-- start of DOCUMENT SECTION --
Moving bytes in and out of Geopera is deliberately not a one-call helper: there is no `client.upload_file(...)` or `client.download(...)` convenience. The SDK reserves quota, signs URLs, and finalizes sessions, while you perform the actual byte transfer with your own `httpx`. Uploads are a multi-step **session** — initiate, sign, `PUT` the bytes yourself, complete — and downloads return JSON **descriptors** (a short-lived signed URL), never raw file bytes. This page shows the exact operations, fields, return shapes, and complete worked examples for both directions, leading with the fluent `Geopera` client and keeping the generated operation modules as the documented escape hatch.

This page assumes a configured client. With the fluent client that is `client = Geopera(token="gpra_...")`; with the generated layer it is an `AuthenticatedClient` called `client`. See [client setup](/api-reference/sdks/python) for both, [calling operations](/api-reference/sdks/python/operations) for how `sync` / `sync_detailed` work, and the [uploads guide](/api-reference/guides/uploads) for the protocol-level walkthrough.

## The two surfaces

Every operation here is reachable two ways, and both hit the same `POST` endpoint:

- **Fluent (recommended).** `client.<resource>.<action>(body)` where the resource path mirrors the dotted operation id. `uploads.initiate` is `client.uploads.initiate({...})`; the three-segment `items.asset.download` is `client.items.asset.download({...})`. The body is a plain dict (converted to the typed input model for you) or the typed model itself. The return is the typed output model, a decoded JSON value, or a typed error model. Pass `detailed=True` to get the full typed `Response` with the status code and headers.
- **Generated (escape hatch).** `from geopera.api.operations import <module>` then `<module>.sync(client=client, body=Model(...))`. Each module also offers `sync_detailed`, `asyncio`, and `asyncio_detailed`. The fluent client wraps this layer and exposes the configured `AuthenticatedClient` at `client.client`.

The operation ids, endpoints, and modules are:

| Operation id           | Fluent call                        | Generated module       | Endpoint                           |
| ---------------------- | ---------------------------------- | ---------------------- | ---------------------------------- |
| `uploads.initiate`     | `client.uploads.initiate(...)`     | `uploads_initiate`     | `POST /v1/op/uploads.initiate`     |
| `uploads.signed_url`   | `client.uploads.signed_url(...)`   | `uploads_signed_url`   | `POST /v1/op/uploads.signed_url`   |
| `uploads.progress`     | `client.uploads.progress(...)`     | `uploads_progress`     | `POST /v1/op/uploads.progress`     |
| `uploads.complete`     | `client.uploads.complete(...)`     | `uploads_complete`     | `POST /v1/op/uploads.complete`     |
| `uploads.fail`         | `client.uploads.fail(...)`         | `uploads_fail`         | `POST /v1/op/uploads.fail`         |
| `items.asset.download` | `client.items.asset.download(...)` | `items_asset_download` | `POST /v1/op/items.asset.download` |
| `clip.job.download`    | `client.clip.job.download(...)`    | `clip_job_download`    | `POST /v1/op/clip.job.download`    |
| `clip.job.downloads`   | `client.clip.job.downloads(...)`   | `clip_job_downloads`   | `POST /v1/op/clip.job.downloads`   |

All generated modules live under `geopera.api.operations`; all models under `geopera.models`. Uploads require the `uploads:write` scope; downloads require the matching read scope (see [scopes](/api-reference/scopes)).
-- end of DOCUMENT SECTION --
-- start of DATA EXTRACT --
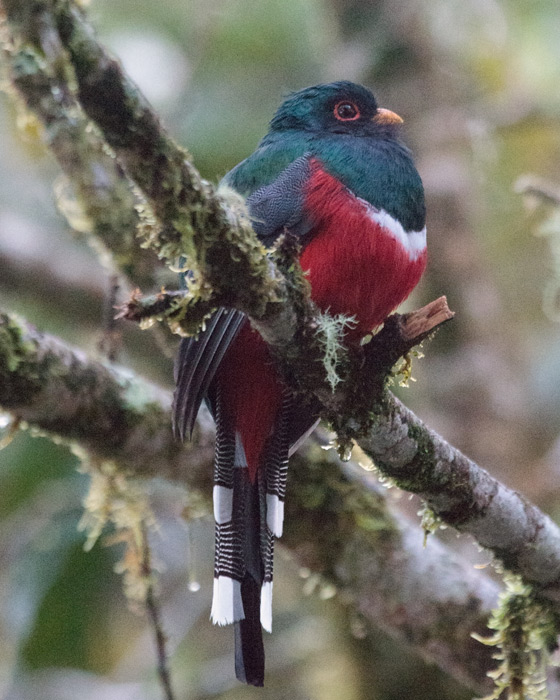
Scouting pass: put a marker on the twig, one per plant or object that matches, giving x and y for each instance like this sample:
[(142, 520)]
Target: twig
[(152, 608), (97, 197)]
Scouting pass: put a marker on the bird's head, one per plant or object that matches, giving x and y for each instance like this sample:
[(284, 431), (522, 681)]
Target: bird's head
[(340, 108)]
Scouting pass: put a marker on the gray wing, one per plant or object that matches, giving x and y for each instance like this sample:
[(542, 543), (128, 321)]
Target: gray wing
[(274, 208), (196, 364)]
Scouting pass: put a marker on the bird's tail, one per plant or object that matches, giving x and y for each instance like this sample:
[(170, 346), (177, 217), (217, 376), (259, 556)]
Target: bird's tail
[(248, 518)]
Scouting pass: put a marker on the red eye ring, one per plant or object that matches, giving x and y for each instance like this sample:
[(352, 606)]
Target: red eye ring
[(346, 111)]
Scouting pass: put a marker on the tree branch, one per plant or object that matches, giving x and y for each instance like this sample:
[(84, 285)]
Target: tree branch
[(370, 553), (214, 232)]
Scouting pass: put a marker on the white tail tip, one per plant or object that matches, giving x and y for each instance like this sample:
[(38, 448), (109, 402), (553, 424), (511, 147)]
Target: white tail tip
[(266, 606), (227, 606)]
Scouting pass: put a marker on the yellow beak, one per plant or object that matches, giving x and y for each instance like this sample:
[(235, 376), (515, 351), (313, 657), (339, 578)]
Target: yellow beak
[(385, 117)]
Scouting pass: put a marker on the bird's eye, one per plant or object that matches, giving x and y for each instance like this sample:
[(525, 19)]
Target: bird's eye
[(346, 111)]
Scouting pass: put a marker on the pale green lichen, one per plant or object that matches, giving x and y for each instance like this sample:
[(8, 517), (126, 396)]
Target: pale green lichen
[(525, 634), (402, 372), (330, 333), (117, 501), (430, 522)]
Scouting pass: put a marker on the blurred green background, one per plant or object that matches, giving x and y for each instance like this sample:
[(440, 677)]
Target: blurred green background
[(477, 84)]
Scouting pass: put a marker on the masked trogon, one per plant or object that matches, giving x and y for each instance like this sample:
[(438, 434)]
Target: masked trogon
[(333, 171)]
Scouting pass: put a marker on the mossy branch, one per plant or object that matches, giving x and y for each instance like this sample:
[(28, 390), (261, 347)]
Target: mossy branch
[(62, 74), (369, 553)]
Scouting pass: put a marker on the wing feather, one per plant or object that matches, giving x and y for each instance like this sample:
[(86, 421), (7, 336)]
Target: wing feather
[(196, 364)]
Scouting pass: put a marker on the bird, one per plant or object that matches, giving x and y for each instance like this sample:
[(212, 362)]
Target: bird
[(333, 172)]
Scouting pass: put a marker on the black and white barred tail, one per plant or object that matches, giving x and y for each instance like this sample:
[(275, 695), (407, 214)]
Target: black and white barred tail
[(249, 516)]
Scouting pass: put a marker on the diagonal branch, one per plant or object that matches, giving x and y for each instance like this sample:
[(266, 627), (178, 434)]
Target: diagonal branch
[(232, 269), (369, 552)]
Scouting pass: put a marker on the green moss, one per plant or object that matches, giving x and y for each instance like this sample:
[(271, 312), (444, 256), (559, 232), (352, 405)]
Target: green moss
[(18, 368), (321, 494), (526, 627)]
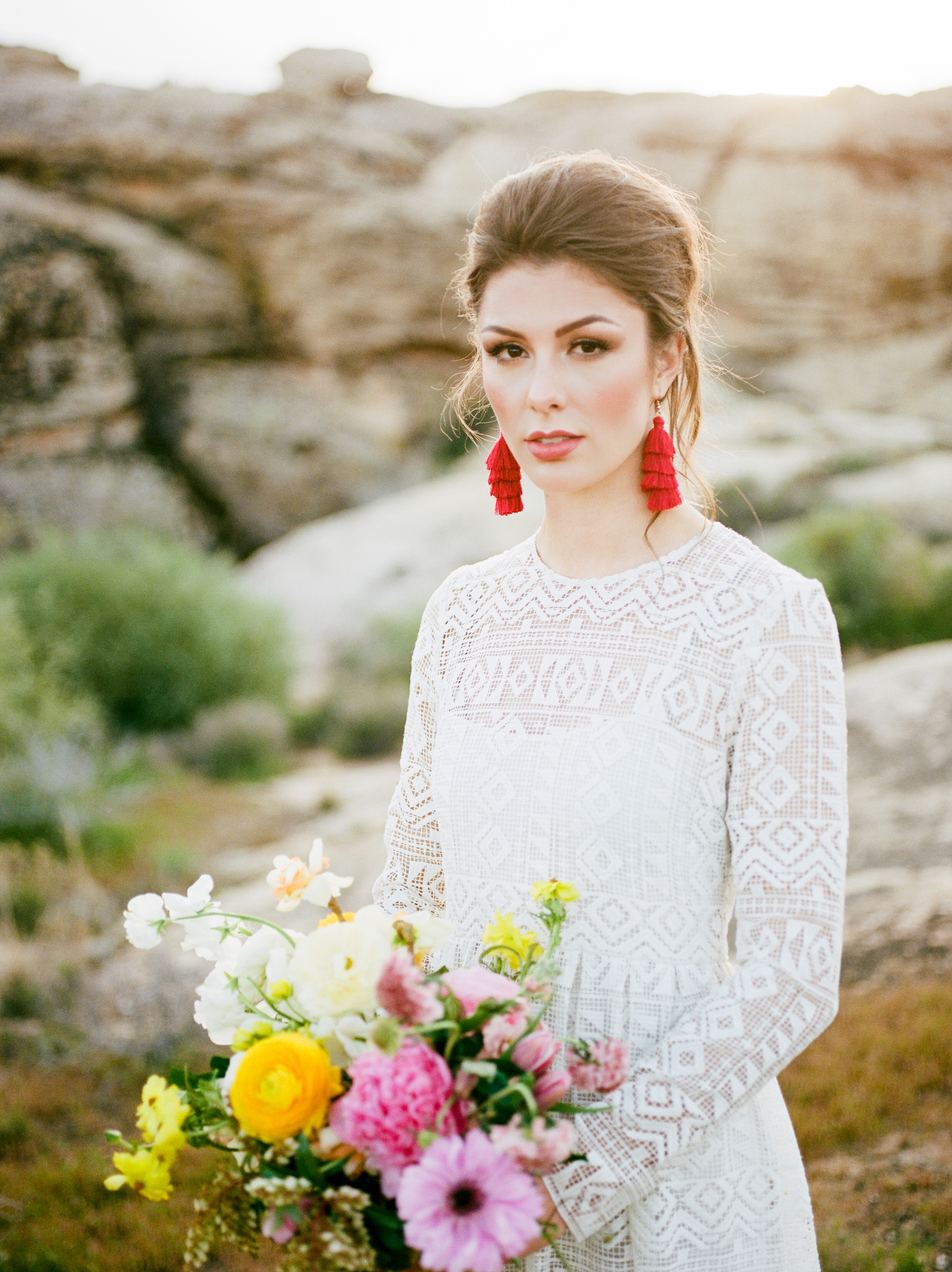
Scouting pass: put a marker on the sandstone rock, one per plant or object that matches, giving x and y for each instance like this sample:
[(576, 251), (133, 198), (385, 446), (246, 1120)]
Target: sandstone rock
[(900, 758), (93, 491), (387, 557), (16, 60), (917, 490), (280, 444), (319, 71)]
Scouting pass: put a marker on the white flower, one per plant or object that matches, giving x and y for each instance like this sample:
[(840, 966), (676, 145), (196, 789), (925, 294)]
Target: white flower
[(258, 951), (192, 904), (335, 970), (211, 936), (218, 1008), (346, 1037), (145, 920), (295, 882)]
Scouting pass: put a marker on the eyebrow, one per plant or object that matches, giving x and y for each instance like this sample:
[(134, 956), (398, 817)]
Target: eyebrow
[(562, 331)]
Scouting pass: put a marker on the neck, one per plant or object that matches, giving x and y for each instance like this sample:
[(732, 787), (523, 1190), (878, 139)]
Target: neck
[(609, 528)]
-- end of DATA EXTRACT --
STATED PROBLEM 1: Output the part of the Geopera transfer documentation that opens with the words containing "- **Fluent (recommended).**" and closes with "code and headers.", copied verbatim.
STATED PROBLEM 2: Pick up the Geopera transfer documentation after its last sentence and continue it.

OUTPUT 1:
- **Fluent (recommended).** `client.<resource>.<action>(body)` where the resource path mirrors the dotted operation id. `uploads.initiate` is `client.uploads.initiate({...})`; the three-segment `items.asset.download` is `client.items.asset.download({...})`. The body is a plain dict (converted to the typed input model for you) or the typed model itself. The return is the typed output model, a decoded JSON value, or a typed error model. Pass `detailed=True` to get the full typed `Response` with the status code and headers.

OUTPUT 2:
## The upload session flow

An upload is a session you drive across several operations. The SDK never streams your file — between signing and completing, you `PUT` the bytes straight to object storage yourself.

| Step            | Fluent call                      | Body model                           | Returns                                         |
| --------------- | -------------------------------- | ------------------------------------ | ----------------------------------------------- |
| Initiate        | `client.uploads.initiate(...)`   | `UploadInitiate`                     | `UploadOutput` (`id`)                           |
| Sign one file   | `client.uploads.signed_url(...)` | `SignedUrlInput`                     | `SignedUrlOutput` (`upload_url`, `object_path`) |
| Transfer bytes  | — (your `httpx`)                 | —                                    | —                                               |
| Report progress | `client.uploads.progress(...)`   | `UploadProgressInput`                | `UploadOutput`                                  |
| Complete        | `client.uploads.complete(...)`   | `UploadsCompleteBodyType0` (or none) | decoded JSON (`Any`)                            |
| Abandon         | `client.uploads.fail(...)`       | `UploadFailInput`                    | `UploadOutput`                                  |

`uploads.initiate` reserves storage quota up front; `uploads.fail` releases it. `uploads.complete` is the only step whose body is optional, and the only one whose result is a decoded JSON value rather than a typed model.

### The input fields

The dict you pass to each fluent call maps one-to-one onto the typed input model. Required fields have no default; everything else is optional.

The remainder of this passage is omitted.